● Short problem: Copy out every one of the records below, substituting "put a marker" for each occurrence of "place a dot" and leaving everything else unchanged.

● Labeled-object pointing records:
=======

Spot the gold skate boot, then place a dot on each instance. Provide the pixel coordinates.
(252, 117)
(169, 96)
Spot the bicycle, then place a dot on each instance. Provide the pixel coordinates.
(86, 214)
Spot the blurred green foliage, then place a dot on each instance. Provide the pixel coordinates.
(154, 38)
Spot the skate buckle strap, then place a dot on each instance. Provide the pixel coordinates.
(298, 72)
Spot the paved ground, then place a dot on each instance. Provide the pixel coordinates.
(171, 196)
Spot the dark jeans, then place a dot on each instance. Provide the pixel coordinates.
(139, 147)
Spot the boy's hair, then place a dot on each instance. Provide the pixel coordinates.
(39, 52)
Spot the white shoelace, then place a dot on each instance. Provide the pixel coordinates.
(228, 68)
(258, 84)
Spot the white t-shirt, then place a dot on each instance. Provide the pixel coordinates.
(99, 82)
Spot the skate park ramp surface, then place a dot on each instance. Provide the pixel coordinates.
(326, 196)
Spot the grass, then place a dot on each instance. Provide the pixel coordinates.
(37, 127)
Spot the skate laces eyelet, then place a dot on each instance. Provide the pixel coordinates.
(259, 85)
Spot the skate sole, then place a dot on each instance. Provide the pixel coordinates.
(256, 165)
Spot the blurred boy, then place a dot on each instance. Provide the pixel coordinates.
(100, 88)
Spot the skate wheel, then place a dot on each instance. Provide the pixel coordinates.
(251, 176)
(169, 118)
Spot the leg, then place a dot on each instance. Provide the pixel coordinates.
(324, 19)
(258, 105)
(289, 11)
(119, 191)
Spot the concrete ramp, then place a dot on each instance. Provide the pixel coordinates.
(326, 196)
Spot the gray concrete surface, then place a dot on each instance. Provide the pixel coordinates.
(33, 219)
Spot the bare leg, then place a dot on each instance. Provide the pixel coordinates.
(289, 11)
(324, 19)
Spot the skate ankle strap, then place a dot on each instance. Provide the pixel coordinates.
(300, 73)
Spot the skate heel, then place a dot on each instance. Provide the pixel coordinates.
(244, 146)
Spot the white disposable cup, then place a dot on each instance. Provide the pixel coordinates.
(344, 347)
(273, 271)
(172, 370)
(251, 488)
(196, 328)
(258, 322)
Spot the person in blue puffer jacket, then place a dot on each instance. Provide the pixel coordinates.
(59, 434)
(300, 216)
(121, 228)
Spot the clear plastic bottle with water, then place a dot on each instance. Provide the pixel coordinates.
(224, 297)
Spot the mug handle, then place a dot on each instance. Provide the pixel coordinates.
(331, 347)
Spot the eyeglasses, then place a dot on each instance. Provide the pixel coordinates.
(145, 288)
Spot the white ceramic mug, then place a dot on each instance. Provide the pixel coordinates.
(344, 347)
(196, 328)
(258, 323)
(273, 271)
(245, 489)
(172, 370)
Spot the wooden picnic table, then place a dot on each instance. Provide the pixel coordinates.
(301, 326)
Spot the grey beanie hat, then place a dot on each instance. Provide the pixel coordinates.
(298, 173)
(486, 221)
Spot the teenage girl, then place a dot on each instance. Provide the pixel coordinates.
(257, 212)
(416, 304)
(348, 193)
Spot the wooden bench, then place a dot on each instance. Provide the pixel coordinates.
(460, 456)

=======

● Task response:
Spot the gold skate boot, then put a marker on each instance. Provide the pixel coordinates.
(252, 117)
(169, 96)
Spot the bicycle, then put a marker on each instance. Provide the pixel coordinates.
(86, 214)
Spot the blurred green foliage, then put a marker on each instance. Provide the pixel coordinates.
(154, 38)
Spot the skate buckle strap, then put a marker on each instance. Provide the pixel coordinates.
(298, 72)
Spot the paved ground, then put a marker on each instance. Provide the pixel coordinates.
(171, 196)
Spot the dark jeans, then put a marker on each instance. Provide the pixel coordinates.
(139, 147)
Spot the boy's hair, then put a marker on each instance. Provide the pixel coordinates.
(39, 52)
Spot the white shoelace, then put a marker on each instance. Provide the pixel coordinates.
(228, 68)
(258, 84)
Spot the white t-shirt, then put a marker on each instance. Provide the pixel coordinates.
(99, 82)
Spot the skate park ramp surface, then put a marker on each instance. Provide the pixel coordinates.
(326, 196)
Spot the grass, then put a marker on each instance. Provide the pixel coordinates.
(37, 127)
Spot the skate laces eyelet, then put a marker on each instance. Provide the pixel coordinates.
(259, 85)
Spot the skate sole, then put a marker on each instance. Provide the pixel coordinates.
(256, 165)
Spot the blurred boy, then put a marker on each instance. Provide the pixel coordinates.
(100, 88)
Spot the skate wheel, then put a marker on each instance. Provide the pixel coordinates.
(251, 176)
(169, 118)
Spot the leg, then put a marker on each instance. Provide the pixel coordinates.
(324, 19)
(258, 105)
(289, 11)
(119, 191)
Spot the concrete ramp, then put a marker on each instance. Provide the pixel coordinates.
(326, 196)
Spot the gray concrete surface, then put a marker on each instance. Provide the pixel coordinates.
(33, 219)
Spot the bare leg, then put a marker on each instance. Provide the pixel coordinates.
(289, 11)
(324, 19)
Spot the skate ankle strap, then put a marker on each instance. Provide the pixel coordinates.
(300, 73)
Spot the skate heel, then put a marker on each instance. Provide the pixel coordinates.
(244, 146)
Spot the white disposable cup, then put a marker on each instance. Provide the pixel coordinates.
(344, 347)
(273, 271)
(172, 370)
(251, 488)
(196, 328)
(258, 322)
Spot the person in blue puffer jacket, then put a marker on each instance. Provide the pixel coordinates.
(59, 434)
(300, 216)
(121, 228)
Spot the clear plastic bottle with water, then put a marker on each instance. Provide the pixel coordinates.
(224, 297)
Spot the mug handle, then put a marker on each instance. Provide the pixel coordinates.
(331, 347)
Spot the eyeglasses, then put a marker on each instance. Provide the pixel coordinates.
(145, 288)
Spot the white ceramic mug, then put a marker on each instance. Provide the pixel coordinates.
(344, 347)
(196, 328)
(258, 323)
(273, 271)
(245, 489)
(172, 370)
Spot the wooden picnic table, then put a marker on each instance. Provide the pixel coordinates.
(301, 326)
Spot the grey beanie hat, then put a marker on each instance. Provide the pixel coordinates.
(298, 173)
(486, 221)
Spot the teenage girl, then put a marker on each instance. Provide the pixel coordinates.
(257, 212)
(416, 304)
(348, 193)
Spot the wooden bench, then put a marker on each instance. Provide the pixel coordinates.
(460, 456)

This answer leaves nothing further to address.